"""
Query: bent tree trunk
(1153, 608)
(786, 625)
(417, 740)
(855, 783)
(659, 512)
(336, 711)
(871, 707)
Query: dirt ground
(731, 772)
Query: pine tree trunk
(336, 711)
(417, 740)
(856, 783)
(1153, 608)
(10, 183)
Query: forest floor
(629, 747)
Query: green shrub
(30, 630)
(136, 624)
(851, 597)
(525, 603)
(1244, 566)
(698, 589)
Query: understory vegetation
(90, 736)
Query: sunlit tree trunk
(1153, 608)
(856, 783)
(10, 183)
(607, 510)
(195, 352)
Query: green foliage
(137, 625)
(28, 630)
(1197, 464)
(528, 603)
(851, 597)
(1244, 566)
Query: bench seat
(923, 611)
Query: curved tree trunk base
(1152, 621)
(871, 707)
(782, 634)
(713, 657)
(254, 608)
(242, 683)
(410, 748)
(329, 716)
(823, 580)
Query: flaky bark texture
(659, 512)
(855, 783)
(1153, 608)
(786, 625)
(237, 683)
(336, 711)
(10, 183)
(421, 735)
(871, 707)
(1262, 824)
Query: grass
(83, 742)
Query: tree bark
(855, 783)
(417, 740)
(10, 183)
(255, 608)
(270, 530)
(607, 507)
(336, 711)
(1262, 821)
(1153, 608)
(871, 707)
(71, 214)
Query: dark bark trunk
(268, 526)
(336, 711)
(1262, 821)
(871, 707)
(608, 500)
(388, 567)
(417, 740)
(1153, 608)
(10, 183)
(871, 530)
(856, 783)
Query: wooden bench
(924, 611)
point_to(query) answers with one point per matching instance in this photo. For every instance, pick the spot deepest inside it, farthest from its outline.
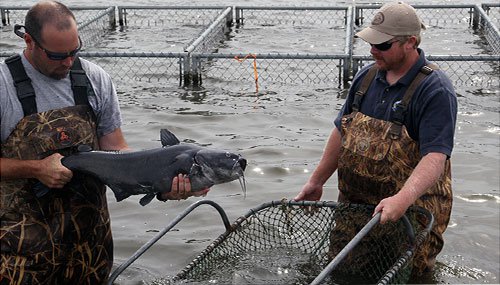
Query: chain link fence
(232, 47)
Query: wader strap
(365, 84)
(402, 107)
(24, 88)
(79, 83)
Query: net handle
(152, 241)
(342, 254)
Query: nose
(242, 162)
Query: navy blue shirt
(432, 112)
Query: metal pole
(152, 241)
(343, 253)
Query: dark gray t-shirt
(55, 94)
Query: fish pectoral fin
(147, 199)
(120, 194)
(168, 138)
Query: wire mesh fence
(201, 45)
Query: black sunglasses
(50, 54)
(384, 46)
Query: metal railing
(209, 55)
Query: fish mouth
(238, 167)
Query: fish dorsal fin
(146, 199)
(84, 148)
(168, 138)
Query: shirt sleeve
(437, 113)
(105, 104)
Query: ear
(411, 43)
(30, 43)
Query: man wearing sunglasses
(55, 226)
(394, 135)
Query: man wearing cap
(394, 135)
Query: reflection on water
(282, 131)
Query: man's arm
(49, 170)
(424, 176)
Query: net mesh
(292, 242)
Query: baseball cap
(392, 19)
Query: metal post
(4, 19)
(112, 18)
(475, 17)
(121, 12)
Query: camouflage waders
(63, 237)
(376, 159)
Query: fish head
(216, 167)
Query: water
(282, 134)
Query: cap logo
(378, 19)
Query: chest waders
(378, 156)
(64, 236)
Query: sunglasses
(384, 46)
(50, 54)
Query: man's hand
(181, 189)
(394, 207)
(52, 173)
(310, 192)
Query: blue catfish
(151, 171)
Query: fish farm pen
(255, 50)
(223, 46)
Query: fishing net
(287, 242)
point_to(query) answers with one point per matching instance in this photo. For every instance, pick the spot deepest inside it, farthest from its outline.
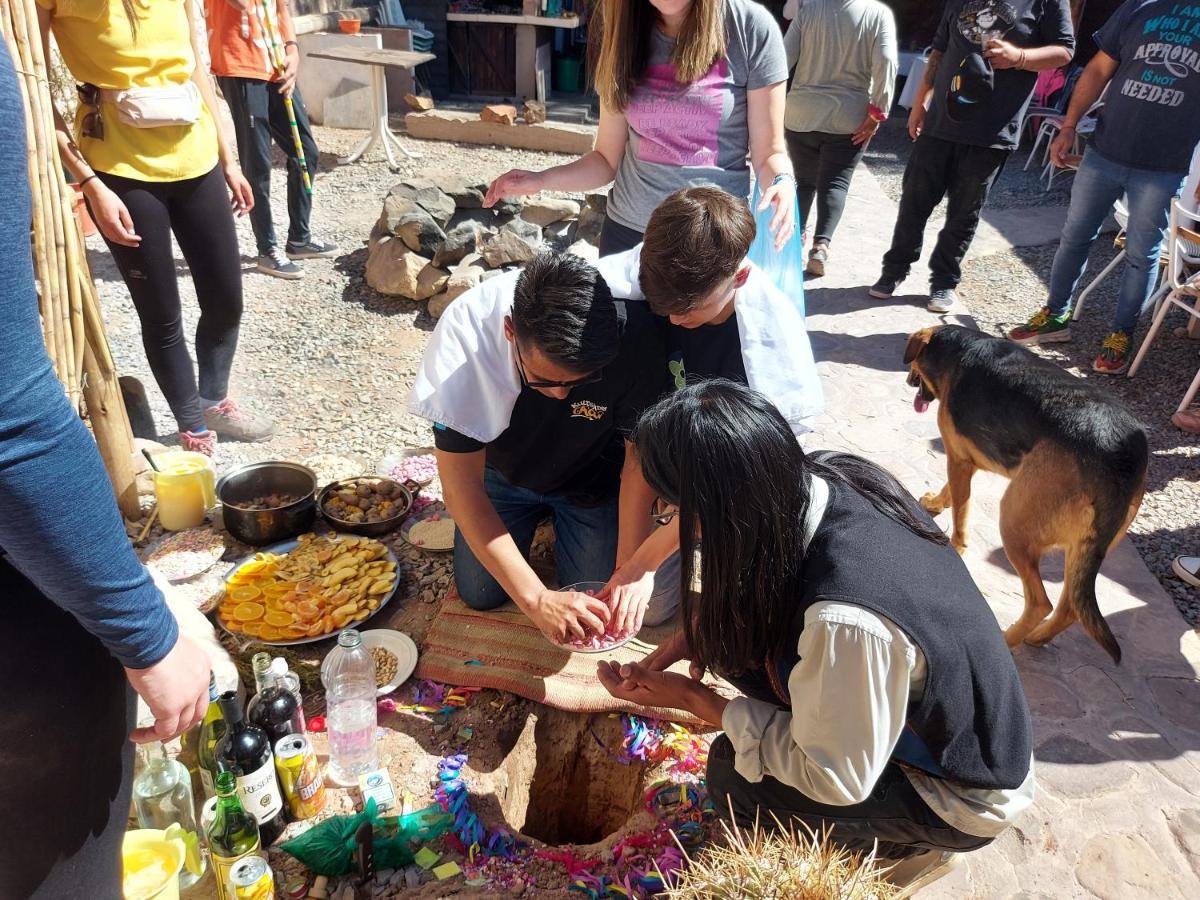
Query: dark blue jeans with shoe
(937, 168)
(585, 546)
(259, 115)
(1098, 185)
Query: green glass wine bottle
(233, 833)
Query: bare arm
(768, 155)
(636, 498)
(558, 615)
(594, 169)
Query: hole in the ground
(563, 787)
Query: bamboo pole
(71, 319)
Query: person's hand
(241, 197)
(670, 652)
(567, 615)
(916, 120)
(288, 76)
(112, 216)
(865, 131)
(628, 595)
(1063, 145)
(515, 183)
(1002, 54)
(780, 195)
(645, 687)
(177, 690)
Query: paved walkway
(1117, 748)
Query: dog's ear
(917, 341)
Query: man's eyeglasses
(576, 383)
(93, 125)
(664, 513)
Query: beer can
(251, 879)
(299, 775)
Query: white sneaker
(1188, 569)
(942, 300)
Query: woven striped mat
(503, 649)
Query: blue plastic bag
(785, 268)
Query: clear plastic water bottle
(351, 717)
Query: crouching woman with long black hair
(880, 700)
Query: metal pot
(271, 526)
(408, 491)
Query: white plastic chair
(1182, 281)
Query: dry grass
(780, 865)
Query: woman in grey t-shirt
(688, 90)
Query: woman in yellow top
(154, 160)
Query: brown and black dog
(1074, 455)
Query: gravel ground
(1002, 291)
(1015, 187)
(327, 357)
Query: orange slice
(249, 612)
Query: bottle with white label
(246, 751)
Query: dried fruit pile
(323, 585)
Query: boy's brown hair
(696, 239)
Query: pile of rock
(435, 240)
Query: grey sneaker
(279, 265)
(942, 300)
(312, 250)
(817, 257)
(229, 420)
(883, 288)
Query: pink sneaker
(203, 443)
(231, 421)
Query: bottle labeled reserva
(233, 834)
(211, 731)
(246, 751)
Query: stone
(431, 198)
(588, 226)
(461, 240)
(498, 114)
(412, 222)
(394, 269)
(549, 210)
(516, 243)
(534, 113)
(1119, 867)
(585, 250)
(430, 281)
"""
Reproduce all of the material exactly, apart from the pictures.

Query: bent tree trunk
(1153, 608)
(786, 625)
(417, 740)
(855, 783)
(659, 512)
(336, 711)
(871, 707)
Query: dirt ground
(731, 772)
Query: pine tree trunk
(336, 711)
(417, 740)
(856, 783)
(1153, 608)
(10, 183)
Query: forest floor
(629, 747)
Query: green shrub
(30, 630)
(136, 624)
(851, 597)
(525, 603)
(1244, 566)
(698, 589)
Query: understory vegetation
(90, 736)
Query: sunlit tree trunk
(1153, 608)
(856, 783)
(10, 183)
(607, 510)
(195, 352)
Query: green foliage
(137, 625)
(28, 630)
(1197, 464)
(528, 603)
(851, 597)
(1244, 566)
Query: bench seat
(923, 611)
Query: curved tree trunk base
(1152, 621)
(871, 707)
(782, 634)
(713, 657)
(254, 608)
(242, 683)
(410, 748)
(329, 716)
(823, 580)
Query: flaky bark texture
(659, 512)
(855, 783)
(1153, 608)
(786, 625)
(237, 683)
(336, 711)
(10, 183)
(421, 735)
(871, 707)
(1262, 824)
Query: grass
(83, 742)
Query: tree bark
(855, 783)
(417, 740)
(10, 183)
(255, 608)
(270, 530)
(607, 507)
(336, 711)
(1262, 821)
(1153, 608)
(871, 707)
(71, 214)
Query: dark bark trunk
(268, 526)
(336, 711)
(1262, 821)
(871, 707)
(608, 500)
(388, 567)
(417, 740)
(1153, 608)
(10, 183)
(871, 530)
(856, 783)
Query: wooden bench
(924, 611)
point_to(query) answers with one point per matching instance in this photo. For every instance, pick the spot deepest inside it, farthest from its outline.
Query: chain link fence
(232, 47)
Query: wader strap
(365, 84)
(402, 107)
(24, 88)
(79, 83)
Query: net handle
(152, 241)
(342, 254)
Query: nose
(242, 162)
Query: navy blue shirt
(432, 112)
Query: metal pole
(152, 241)
(343, 253)
Query: dark gray t-shirt
(55, 94)
Query: fish pectoral fin
(147, 199)
(120, 194)
(168, 138)
Query: wire mesh fence
(201, 45)
Query: black sunglasses
(50, 54)
(384, 46)
Query: metal railing
(209, 55)
Query: fish mouth
(238, 167)
Query: fish dorsal fin
(146, 199)
(84, 148)
(168, 138)
Query: shirt sleeve
(437, 113)
(105, 104)
Query: ear
(411, 43)
(30, 43)
Query: man wearing sunglasses
(55, 226)
(394, 135)
Query: man wearing cap
(394, 135)
Query: reflection on water
(282, 131)
Query: man's arm
(49, 170)
(424, 176)
Query: net mesh
(292, 242)
Query: baseball cap
(392, 19)
Query: metal post
(4, 19)
(112, 18)
(475, 17)
(121, 12)
Query: camouflage waders
(63, 237)
(376, 159)
Query: fish head
(216, 167)
Query: water
(282, 134)
Query: cap logo
(378, 19)
Query: chest waders
(378, 156)
(64, 236)
Query: sunglasses
(384, 46)
(50, 54)
Query: man's hand
(181, 189)
(394, 207)
(52, 173)
(310, 192)
Query: blue catfish
(151, 171)
Query: fish farm pen
(255, 50)
(223, 46)
Query: fishing net
(287, 242)
point_to(query) answers with one point per matching instance in this photo. For every instance, pick the spot deepest inside it, farthest from its outline.
Query: dark blue jeans with shoe
(937, 168)
(585, 546)
(259, 115)
(1098, 185)
Query: green glass wine bottle
(233, 833)
Query: bare arm
(768, 155)
(636, 498)
(558, 615)
(594, 169)
Query: hole in the ground
(563, 787)
Query: bamboo pole
(71, 319)
Query: person's hand
(241, 197)
(670, 652)
(567, 615)
(916, 120)
(288, 76)
(112, 216)
(865, 131)
(628, 595)
(1063, 145)
(515, 183)
(1002, 54)
(780, 195)
(645, 687)
(177, 690)
Query: paved walkway
(1117, 748)
Query: dog's ear
(917, 341)
Query: man's eyeglasses
(576, 383)
(93, 125)
(664, 513)
Query: beer can
(251, 879)
(299, 775)
Query: white sneaker
(1188, 569)
(942, 300)
Query: woven striped mat
(503, 649)
Query: blue plastic bag
(785, 268)
Query: clear plastic water bottle
(351, 717)
Query: crouching woman with long black hair
(880, 700)
Query: metal pot
(271, 526)
(408, 491)
Query: white plastic chair
(1182, 281)
Query: dry grass
(780, 865)
Query: woman in grey t-shirt
(688, 90)
Query: woman in yellow top
(154, 160)
Query: brown and black dog
(1074, 455)
Query: gravel ground
(1002, 291)
(1015, 187)
(327, 357)
Query: orange slice
(249, 612)
Query: bottle with white label
(246, 751)
Query: dried fruit pile
(323, 585)
Query: boy's brown hair
(696, 239)
Query: pile of rock
(435, 240)
Query: grey sneaker
(279, 265)
(942, 300)
(312, 250)
(817, 257)
(229, 420)
(883, 288)
Query: pink sneaker
(203, 443)
(231, 421)
Query: bottle labeled reserva
(233, 834)
(211, 731)
(246, 751)
Query: stone
(431, 198)
(588, 226)
(461, 240)
(498, 114)
(412, 222)
(394, 269)
(549, 210)
(516, 243)
(534, 113)
(1119, 867)
(585, 250)
(430, 281)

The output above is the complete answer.